***** Information provided *****

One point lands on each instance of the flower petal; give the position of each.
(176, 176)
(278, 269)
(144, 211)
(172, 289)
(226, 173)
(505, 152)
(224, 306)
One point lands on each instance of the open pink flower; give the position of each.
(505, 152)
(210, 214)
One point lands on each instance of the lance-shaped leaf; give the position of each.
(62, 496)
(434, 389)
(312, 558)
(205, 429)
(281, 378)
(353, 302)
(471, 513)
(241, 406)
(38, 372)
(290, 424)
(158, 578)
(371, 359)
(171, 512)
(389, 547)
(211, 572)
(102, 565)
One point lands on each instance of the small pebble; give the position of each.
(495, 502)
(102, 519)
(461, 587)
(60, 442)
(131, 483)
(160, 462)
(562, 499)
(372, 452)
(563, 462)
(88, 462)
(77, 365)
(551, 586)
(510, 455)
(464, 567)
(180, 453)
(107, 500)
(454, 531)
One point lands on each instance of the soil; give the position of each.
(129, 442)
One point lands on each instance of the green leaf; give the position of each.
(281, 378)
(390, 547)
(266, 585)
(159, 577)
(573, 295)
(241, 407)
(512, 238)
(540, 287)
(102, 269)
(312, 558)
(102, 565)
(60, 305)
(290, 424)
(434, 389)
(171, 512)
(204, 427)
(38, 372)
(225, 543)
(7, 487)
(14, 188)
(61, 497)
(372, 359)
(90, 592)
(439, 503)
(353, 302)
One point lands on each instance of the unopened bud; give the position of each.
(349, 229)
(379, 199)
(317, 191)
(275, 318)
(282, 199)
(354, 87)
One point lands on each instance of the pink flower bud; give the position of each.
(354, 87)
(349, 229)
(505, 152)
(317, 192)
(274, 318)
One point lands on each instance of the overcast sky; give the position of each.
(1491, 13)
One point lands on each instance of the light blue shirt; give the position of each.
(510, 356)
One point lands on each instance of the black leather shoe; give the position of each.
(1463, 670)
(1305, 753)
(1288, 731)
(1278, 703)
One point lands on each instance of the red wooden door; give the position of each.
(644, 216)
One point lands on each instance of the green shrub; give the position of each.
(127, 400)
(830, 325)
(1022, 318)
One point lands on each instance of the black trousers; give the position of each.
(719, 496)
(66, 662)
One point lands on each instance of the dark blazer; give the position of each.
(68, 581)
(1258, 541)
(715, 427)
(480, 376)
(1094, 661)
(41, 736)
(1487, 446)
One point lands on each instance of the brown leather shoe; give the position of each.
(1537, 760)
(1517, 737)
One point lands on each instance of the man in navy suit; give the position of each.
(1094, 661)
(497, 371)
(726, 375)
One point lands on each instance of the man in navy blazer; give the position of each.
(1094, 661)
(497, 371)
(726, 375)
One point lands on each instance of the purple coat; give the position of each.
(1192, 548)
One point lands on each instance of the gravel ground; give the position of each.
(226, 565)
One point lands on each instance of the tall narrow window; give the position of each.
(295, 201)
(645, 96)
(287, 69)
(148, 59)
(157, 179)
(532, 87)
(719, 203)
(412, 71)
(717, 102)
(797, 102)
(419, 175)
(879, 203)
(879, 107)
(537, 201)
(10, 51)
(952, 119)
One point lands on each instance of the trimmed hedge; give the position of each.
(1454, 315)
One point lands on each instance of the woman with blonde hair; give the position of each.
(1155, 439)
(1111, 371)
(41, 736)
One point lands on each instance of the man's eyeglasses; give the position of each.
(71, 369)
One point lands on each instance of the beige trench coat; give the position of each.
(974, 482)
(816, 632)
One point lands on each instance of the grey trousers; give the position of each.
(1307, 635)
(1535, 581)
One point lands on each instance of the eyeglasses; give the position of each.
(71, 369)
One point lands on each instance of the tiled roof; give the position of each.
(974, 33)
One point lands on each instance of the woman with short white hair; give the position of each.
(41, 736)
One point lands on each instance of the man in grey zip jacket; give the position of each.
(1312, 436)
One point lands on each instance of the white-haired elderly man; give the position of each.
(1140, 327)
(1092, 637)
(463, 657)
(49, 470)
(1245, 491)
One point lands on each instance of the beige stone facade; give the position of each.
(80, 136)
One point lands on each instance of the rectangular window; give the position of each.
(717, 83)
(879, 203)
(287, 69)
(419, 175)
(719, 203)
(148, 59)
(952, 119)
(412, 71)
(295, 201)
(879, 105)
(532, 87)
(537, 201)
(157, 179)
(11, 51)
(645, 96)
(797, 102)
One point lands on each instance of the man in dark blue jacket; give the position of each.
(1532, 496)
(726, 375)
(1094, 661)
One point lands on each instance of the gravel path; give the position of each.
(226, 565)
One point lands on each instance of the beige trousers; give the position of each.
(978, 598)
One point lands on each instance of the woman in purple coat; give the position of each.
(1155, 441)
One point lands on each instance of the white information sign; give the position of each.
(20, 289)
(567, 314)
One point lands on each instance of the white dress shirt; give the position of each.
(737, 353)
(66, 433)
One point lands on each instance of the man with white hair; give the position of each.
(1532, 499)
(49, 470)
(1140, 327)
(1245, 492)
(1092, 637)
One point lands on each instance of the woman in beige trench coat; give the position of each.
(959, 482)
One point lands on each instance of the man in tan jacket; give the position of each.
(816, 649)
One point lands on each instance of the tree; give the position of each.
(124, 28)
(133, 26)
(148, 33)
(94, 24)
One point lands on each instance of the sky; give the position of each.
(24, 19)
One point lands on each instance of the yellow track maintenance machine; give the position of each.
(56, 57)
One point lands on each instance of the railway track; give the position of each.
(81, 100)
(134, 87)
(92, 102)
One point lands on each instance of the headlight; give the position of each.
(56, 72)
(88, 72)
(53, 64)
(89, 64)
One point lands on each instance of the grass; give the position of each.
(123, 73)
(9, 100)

*****

Problem statement: Copy every record above verbatim, keeping each line unchanged and in its original order.

Output of the task:
One point lands on each instance of the flower petal; give the position of each.
(176, 176)
(278, 269)
(144, 211)
(172, 289)
(226, 173)
(505, 152)
(224, 306)
One point lands on each instance of the open pink flower; give the position of each.
(505, 152)
(210, 214)
One point lands on each instance of the lance-shaped leaf; give the position of each.
(62, 496)
(434, 389)
(312, 558)
(205, 429)
(281, 378)
(353, 302)
(471, 513)
(241, 406)
(38, 372)
(290, 424)
(158, 578)
(371, 359)
(171, 512)
(389, 547)
(211, 572)
(102, 565)
One point lands on each instance of the small pebble; give the position of each.
(495, 502)
(102, 519)
(461, 587)
(60, 442)
(131, 483)
(160, 462)
(562, 499)
(372, 452)
(563, 462)
(88, 462)
(77, 365)
(551, 586)
(510, 455)
(464, 567)
(180, 453)
(107, 500)
(454, 531)
One point lands on each instance of the soil; give the position of each.
(129, 442)
One point lands on each instance of the green leaf; give the position of each.
(281, 378)
(390, 547)
(266, 585)
(159, 577)
(573, 295)
(241, 407)
(512, 238)
(540, 287)
(102, 269)
(312, 558)
(102, 565)
(60, 305)
(290, 424)
(434, 389)
(171, 512)
(204, 427)
(38, 372)
(225, 543)
(7, 487)
(14, 188)
(61, 497)
(372, 359)
(90, 592)
(439, 503)
(353, 302)
One point lands on each instance of the unopened bud; give the position of each.
(349, 229)
(379, 199)
(317, 191)
(275, 318)
(282, 199)
(354, 87)
One point lands on each instance of the pink flower bud; give the position of each.
(354, 87)
(349, 229)
(505, 152)
(317, 192)
(274, 318)
One point lands on each instance of the overcast sky; give the position of each.
(1491, 13)
One point lands on each instance of the light blue shirt; give the position of each.
(510, 356)
One point lands on each instance of the black leather shoe; give the position of each.
(1463, 670)
(1305, 753)
(1288, 731)
(1278, 703)
One point lands on each instance of the red wooden door; give the position of each.
(644, 216)
One point lands on each instance of the green shrub; give the position of each.
(127, 400)
(830, 325)
(1022, 318)
One point lands on each instance of the black trousers; give the position of each.
(719, 496)
(66, 662)
One point lands on each instance of the dark blazer; give the position of each.
(68, 581)
(1258, 541)
(715, 427)
(480, 376)
(1094, 661)
(41, 736)
(1487, 446)
One point lands on each instance of the brown leather shoe; give the position of each.
(1537, 760)
(1517, 737)
One point lands on each instance of the man in navy suit; give the position of each.
(1094, 661)
(497, 371)
(726, 375)
One point lands on each instance of the man in navy blazer; give the position of each.
(1094, 661)
(497, 371)
(726, 375)
One point lands on each instance of the purple coat; give the position of each.
(1192, 548)
One point lands on each instance of the gravel ground; give the position of each.
(226, 565)
One point lands on each instance of the tall narrow window; give the position of each.
(295, 201)
(645, 96)
(287, 69)
(148, 59)
(157, 179)
(532, 87)
(719, 203)
(412, 71)
(717, 102)
(797, 102)
(419, 175)
(879, 203)
(879, 107)
(537, 201)
(10, 51)
(952, 119)
One point lands on each instance of the trimmed hedge; give the position of each.
(1454, 315)
One point lands on each instance of the woman with blonde hair; give the position of each.
(1155, 439)
(1111, 371)
(41, 736)
One point lands on each instance of the man's eyeglasses; give the position of each.
(71, 369)
One point lands on each instance of the beige trench coat; give the position of each.
(974, 482)
(816, 632)
One point lands on each instance of the grey trousers; give the position of each.
(1307, 635)
(1535, 581)
One point lands on each instance of the eyeglasses; give the position of each.
(71, 369)
One point lands on each instance of the tiled roof; give the position of each.
(974, 33)
One point lands on each instance of the woman with short white hair; give the position of each.
(41, 736)
One point lands on each instance of the man in grey zip jacket; give the position of each.
(1312, 436)
One point lands on each instance of the white-haired elderly man; give the position of each.
(1140, 327)
(1092, 637)
(463, 657)
(49, 470)
(1245, 491)
One point lands on each instance of the beige stone facade; give the position of each.
(80, 136)
One point lands on each instance of the rectangular window; give the position of each.
(717, 83)
(879, 203)
(287, 69)
(419, 175)
(719, 203)
(148, 59)
(952, 119)
(412, 71)
(295, 201)
(879, 105)
(532, 87)
(537, 201)
(157, 179)
(11, 51)
(645, 96)
(797, 102)
One point lands on each instance of the man in dark blue jacket; give the position of each.
(1532, 496)
(726, 375)
(1094, 661)
One point lands on each instance of the gravel path; give the position of each.
(226, 565)
One point lands on each instance of the beige trousers; give the position of each.
(978, 598)
One point lands on each instance of the woman in purple coat; give the position of each.
(1155, 441)
One point lands on each instance of the white information sign; give the position of each.
(20, 289)
(567, 314)
One point lands on each instance of the white dress shirt; give the position of each.
(737, 353)
(66, 433)
One point lands on each instance of the man with white hair; give the position of each.
(1532, 499)
(49, 470)
(1140, 327)
(1245, 492)
(1092, 637)
One point lands on each instance of the woman in beige trench coat; give the position of each.
(959, 482)
One point lands on each instance of the man in tan jacket; give the position of each.
(816, 649)
One point lands on each instance of the tree; give the position of each.
(124, 28)
(133, 26)
(148, 33)
(94, 24)
One point lands on each instance of the sky; give the position of each.
(24, 19)
One point lands on each instance of the yellow track maintenance machine; give the position of each.
(56, 57)
One point lands on each instance of the railway track; give the position of each.
(81, 100)
(134, 87)
(92, 102)
One point lands on each instance of the headlight; give the position of each.
(56, 72)
(88, 72)
(53, 64)
(89, 64)
One point lands on each instance of the grass; give the position of each.
(123, 73)
(9, 100)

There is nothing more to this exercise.